**Instrução:** Converta em uma tabela Markdown as linhas entre a que contém "Where might the white fascia" e a que contém "[799,685,908,899]", inclusive, usando as colunas "Nº", com o número da linha na tabela, e "Texto", com o conteúdo da linha. Deixe de fora as linhas em branco.

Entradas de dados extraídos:
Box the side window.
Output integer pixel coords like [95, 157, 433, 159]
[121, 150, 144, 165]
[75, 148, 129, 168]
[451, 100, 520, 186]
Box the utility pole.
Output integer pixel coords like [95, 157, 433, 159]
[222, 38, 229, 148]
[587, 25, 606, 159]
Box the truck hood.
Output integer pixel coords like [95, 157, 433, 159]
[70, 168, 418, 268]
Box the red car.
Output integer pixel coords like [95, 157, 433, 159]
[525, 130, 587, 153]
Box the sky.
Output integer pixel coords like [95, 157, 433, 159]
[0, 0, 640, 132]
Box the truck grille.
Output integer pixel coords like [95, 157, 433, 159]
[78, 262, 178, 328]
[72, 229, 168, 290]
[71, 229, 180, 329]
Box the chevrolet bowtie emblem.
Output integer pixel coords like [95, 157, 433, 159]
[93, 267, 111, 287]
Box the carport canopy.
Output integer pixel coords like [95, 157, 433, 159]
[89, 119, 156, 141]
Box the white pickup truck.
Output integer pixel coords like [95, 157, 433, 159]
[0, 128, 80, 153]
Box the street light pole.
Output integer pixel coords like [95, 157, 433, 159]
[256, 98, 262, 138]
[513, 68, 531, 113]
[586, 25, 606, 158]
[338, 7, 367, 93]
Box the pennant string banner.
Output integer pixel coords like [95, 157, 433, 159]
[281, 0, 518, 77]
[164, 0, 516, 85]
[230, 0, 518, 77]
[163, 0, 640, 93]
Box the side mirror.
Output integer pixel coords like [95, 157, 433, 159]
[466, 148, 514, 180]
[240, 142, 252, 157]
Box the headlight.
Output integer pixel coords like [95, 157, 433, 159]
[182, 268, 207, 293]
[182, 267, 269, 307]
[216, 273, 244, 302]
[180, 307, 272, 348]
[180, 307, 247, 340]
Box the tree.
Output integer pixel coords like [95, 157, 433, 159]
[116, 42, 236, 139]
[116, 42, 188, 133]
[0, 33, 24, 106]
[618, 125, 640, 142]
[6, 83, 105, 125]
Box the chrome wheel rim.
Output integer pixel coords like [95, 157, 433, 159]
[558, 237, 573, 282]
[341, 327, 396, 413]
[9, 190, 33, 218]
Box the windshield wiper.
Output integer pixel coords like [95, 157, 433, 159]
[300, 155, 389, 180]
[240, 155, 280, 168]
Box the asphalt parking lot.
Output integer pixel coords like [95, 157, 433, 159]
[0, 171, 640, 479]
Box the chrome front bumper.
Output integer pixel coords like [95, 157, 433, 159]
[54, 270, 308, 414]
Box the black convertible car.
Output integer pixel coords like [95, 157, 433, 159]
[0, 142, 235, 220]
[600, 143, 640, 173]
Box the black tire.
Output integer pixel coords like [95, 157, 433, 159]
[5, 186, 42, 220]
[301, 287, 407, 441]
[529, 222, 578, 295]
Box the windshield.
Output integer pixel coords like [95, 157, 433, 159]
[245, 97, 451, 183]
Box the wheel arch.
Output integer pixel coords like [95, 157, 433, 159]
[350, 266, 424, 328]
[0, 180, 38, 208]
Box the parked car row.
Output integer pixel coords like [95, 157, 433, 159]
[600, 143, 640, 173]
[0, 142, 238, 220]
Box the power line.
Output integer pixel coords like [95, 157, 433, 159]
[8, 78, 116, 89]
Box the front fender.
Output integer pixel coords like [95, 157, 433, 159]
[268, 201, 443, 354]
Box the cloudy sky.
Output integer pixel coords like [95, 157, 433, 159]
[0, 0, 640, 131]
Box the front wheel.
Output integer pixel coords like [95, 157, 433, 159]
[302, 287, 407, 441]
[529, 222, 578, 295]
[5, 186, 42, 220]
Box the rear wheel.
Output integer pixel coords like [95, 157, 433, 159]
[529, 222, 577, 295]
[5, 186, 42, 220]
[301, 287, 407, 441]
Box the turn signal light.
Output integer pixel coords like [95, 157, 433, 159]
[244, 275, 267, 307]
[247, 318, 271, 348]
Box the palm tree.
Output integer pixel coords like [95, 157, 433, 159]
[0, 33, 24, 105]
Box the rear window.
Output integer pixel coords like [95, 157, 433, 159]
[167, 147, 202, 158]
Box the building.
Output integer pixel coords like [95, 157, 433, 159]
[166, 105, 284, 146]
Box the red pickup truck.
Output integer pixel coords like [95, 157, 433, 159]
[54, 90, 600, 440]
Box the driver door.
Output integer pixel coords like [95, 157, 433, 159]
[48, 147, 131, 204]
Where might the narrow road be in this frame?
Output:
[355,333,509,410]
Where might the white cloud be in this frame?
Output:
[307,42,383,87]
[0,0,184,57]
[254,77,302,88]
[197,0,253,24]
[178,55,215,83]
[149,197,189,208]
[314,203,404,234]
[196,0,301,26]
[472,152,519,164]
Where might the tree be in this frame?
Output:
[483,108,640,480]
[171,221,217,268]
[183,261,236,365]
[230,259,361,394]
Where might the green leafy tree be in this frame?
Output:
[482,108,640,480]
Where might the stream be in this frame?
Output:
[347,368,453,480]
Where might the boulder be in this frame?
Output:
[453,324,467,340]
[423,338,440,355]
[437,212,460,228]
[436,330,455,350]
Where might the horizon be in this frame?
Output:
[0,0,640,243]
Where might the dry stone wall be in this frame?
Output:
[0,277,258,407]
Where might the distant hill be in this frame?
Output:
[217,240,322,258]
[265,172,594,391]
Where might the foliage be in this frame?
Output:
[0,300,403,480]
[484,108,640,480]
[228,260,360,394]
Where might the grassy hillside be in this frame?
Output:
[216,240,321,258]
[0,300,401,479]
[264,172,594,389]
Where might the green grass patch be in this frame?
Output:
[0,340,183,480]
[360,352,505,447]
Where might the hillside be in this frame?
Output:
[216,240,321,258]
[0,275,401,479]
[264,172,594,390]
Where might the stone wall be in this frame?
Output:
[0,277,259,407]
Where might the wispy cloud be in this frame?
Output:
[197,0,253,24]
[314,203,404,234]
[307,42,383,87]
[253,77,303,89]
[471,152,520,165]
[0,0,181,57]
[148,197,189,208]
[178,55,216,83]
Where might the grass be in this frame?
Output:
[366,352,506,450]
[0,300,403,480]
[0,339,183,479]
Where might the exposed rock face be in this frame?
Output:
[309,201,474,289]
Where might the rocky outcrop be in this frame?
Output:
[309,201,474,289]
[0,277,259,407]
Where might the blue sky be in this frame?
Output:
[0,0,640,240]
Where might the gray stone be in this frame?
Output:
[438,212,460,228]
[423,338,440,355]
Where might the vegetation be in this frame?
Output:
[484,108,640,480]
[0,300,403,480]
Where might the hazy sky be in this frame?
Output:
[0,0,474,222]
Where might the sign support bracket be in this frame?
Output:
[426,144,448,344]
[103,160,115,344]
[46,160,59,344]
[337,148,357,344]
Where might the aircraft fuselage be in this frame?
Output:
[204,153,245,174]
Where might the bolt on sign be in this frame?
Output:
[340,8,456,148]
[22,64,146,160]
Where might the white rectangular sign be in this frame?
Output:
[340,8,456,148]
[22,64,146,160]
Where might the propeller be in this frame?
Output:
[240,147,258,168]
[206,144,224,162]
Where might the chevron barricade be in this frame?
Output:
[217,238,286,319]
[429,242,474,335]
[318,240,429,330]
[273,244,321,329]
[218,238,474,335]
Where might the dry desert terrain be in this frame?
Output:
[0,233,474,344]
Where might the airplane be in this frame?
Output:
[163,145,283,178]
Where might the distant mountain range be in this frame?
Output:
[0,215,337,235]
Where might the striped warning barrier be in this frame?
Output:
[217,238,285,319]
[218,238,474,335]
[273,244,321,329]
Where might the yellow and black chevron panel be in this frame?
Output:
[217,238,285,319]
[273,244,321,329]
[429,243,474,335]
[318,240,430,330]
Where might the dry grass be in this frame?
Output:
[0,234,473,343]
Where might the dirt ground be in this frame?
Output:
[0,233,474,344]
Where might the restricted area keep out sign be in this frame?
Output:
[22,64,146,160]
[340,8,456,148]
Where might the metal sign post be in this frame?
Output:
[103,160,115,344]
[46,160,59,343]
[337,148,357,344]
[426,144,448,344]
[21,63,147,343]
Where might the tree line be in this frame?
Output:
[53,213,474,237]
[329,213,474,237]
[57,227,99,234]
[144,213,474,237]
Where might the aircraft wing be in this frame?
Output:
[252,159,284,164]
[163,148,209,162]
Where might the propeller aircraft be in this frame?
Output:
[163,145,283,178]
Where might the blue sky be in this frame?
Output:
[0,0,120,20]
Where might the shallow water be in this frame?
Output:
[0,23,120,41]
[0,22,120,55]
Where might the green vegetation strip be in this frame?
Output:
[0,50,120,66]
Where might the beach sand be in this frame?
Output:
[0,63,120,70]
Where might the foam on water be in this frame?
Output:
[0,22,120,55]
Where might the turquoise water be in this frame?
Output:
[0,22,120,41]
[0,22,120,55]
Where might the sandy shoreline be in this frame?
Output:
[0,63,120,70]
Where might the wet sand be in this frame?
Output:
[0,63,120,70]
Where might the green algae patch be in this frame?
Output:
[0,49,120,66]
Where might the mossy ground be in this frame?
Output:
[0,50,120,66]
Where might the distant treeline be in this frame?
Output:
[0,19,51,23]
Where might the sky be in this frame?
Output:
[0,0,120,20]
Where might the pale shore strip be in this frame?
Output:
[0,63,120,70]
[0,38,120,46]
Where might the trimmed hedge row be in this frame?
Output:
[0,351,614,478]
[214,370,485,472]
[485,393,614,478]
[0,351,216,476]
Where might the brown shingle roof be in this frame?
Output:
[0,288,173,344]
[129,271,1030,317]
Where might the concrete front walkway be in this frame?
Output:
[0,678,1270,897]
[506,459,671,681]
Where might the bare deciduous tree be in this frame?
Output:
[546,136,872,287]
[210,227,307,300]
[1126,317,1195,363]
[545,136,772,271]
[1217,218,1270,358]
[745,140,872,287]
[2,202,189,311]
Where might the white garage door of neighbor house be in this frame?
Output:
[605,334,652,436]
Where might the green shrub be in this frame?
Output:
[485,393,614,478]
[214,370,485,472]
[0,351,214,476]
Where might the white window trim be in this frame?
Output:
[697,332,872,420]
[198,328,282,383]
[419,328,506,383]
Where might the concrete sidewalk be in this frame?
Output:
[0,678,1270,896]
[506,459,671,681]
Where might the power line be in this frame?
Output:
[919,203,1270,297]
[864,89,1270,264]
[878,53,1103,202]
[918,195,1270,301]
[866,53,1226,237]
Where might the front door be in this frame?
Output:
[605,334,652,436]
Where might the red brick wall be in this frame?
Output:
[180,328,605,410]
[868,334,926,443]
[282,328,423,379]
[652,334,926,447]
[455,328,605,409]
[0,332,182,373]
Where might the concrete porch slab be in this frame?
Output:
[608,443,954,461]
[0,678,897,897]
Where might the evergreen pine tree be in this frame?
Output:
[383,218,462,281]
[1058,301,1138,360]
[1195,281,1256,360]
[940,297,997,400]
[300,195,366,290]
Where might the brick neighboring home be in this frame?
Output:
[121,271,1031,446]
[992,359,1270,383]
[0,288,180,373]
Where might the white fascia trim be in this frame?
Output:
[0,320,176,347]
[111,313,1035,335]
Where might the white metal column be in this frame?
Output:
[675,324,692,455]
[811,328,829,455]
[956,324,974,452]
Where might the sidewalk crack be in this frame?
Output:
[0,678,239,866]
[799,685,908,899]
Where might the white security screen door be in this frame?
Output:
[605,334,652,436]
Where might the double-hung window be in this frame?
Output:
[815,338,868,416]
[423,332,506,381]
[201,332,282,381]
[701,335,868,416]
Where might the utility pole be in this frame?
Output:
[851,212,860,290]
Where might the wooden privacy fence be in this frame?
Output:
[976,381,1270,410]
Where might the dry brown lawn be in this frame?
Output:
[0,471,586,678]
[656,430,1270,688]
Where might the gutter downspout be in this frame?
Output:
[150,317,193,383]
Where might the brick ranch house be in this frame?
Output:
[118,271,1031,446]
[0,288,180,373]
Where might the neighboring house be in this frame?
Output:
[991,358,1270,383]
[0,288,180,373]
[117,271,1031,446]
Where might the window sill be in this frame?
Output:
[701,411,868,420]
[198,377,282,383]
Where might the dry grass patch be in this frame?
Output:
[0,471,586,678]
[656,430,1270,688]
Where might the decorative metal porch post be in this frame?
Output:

**Resposta do exercício:**
| Nº | Texto |
|---|---|
| 1 | Where might the white fascia trim be in this frame? |
| 2 | Output: |
| 3 | [0,320,176,347] |
| 4 | [111,313,1035,335] |
| 5 | Where might the white metal column be in this frame? |
| 6 | Output: |
| 7 | [675,324,692,455] |
| 8 | [811,328,829,455] |
| 9 | [956,324,974,452] |
| 10 | Where might the sidewalk crack be in this frame? |
| 11 | Output: |
| 12 | [0,678,239,866] |
| 13 | [799,685,908,899] |